## GIVEN DATA
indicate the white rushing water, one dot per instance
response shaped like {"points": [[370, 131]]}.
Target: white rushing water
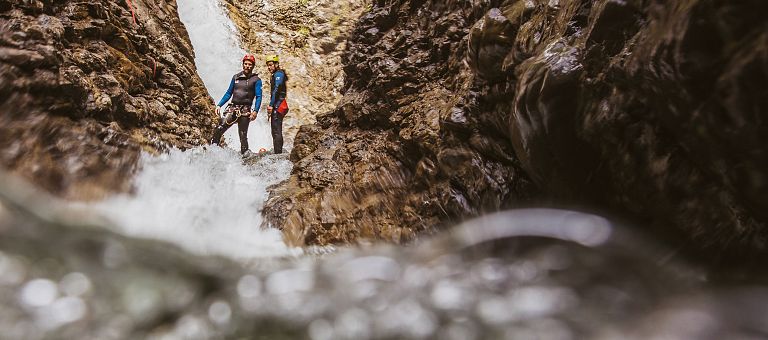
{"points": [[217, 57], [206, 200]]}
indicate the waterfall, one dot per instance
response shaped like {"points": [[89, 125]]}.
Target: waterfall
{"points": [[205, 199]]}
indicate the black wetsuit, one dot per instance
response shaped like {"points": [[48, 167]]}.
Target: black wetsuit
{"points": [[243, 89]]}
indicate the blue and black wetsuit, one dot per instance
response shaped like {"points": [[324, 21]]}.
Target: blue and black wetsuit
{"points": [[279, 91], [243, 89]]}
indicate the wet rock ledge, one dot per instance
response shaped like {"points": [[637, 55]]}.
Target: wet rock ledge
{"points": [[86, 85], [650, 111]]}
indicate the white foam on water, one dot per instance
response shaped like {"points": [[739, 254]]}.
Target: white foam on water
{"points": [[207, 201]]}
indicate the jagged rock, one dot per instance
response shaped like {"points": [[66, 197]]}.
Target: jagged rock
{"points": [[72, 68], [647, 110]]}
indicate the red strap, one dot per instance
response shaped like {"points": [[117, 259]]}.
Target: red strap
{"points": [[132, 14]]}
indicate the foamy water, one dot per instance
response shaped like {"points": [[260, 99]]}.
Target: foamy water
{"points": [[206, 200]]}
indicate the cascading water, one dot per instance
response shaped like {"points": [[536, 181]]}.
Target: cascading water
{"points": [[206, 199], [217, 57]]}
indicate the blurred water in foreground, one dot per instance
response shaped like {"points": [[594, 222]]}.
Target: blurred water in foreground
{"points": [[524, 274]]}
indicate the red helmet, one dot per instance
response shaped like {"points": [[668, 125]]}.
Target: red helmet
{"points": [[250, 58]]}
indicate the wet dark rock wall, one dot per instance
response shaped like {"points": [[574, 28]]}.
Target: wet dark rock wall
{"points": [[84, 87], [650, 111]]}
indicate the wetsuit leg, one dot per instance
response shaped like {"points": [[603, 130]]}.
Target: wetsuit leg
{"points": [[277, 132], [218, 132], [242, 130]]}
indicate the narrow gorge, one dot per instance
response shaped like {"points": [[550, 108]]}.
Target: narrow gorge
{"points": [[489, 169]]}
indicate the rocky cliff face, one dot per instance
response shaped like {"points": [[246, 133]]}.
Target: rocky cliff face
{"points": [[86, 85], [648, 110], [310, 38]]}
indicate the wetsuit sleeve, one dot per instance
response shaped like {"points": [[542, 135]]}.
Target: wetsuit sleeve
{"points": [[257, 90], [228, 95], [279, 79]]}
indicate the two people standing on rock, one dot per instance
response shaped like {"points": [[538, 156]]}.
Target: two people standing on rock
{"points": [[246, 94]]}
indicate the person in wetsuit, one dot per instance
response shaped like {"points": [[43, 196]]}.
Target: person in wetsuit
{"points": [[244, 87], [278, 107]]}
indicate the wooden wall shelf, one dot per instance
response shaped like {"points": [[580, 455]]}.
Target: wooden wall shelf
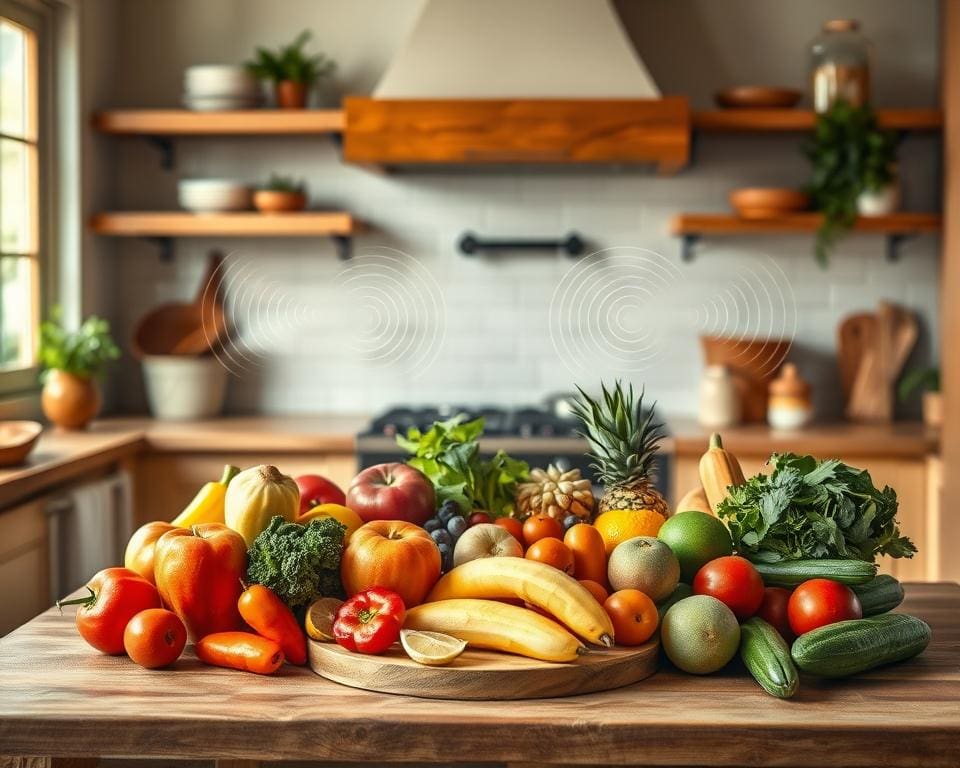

---

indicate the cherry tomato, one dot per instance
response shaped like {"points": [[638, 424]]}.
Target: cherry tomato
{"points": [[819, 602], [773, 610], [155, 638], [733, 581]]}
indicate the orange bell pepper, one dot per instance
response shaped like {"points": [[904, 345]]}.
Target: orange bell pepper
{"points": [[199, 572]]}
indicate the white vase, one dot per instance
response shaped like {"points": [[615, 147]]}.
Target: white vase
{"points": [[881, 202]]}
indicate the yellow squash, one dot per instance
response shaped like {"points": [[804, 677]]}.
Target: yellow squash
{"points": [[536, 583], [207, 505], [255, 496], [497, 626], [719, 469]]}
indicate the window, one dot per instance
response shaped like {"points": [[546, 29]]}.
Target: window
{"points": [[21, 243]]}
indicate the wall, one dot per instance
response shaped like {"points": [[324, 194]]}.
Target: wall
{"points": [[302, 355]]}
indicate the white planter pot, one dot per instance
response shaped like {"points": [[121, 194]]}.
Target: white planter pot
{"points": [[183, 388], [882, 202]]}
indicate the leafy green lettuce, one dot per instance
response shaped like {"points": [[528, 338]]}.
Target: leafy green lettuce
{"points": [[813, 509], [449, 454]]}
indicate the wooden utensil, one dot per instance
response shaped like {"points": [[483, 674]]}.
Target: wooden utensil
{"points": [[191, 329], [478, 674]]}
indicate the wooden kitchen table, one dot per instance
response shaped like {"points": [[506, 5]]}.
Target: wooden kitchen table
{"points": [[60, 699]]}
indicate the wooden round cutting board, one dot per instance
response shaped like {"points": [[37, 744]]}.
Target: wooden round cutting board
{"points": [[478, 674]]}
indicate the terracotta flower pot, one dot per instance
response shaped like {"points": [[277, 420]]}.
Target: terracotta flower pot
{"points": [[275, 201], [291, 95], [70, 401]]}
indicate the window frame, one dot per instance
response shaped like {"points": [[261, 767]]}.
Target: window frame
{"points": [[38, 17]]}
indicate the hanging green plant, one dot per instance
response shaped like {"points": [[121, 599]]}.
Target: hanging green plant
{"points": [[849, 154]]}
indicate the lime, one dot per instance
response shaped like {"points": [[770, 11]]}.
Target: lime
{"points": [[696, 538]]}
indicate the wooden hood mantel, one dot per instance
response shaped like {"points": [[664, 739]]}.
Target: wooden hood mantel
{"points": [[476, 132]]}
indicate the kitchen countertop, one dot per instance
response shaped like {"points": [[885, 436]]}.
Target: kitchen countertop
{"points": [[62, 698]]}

--

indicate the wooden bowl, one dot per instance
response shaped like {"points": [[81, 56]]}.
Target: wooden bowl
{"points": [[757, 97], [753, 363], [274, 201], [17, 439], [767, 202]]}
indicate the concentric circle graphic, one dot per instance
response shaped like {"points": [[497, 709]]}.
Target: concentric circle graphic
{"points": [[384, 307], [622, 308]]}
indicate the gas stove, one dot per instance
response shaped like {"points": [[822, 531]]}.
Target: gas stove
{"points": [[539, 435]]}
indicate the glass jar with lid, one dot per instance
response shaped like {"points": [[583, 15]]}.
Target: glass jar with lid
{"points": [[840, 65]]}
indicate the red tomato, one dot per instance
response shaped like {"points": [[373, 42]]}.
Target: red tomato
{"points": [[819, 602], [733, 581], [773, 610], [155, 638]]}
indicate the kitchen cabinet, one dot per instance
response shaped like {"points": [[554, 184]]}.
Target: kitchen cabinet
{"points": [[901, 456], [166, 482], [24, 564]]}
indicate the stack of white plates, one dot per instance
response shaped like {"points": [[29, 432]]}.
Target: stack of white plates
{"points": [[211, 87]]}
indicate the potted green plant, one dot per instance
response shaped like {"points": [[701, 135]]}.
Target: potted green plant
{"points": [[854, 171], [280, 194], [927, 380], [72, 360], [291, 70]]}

## DESCRIPTION OF THE TASK
Where a line above holds the string "shelf", copy that line.

## ANSWER TO THE EXERCISE
indicate the wooden wall shelf, one dot per instance
Target: wooden wall shelf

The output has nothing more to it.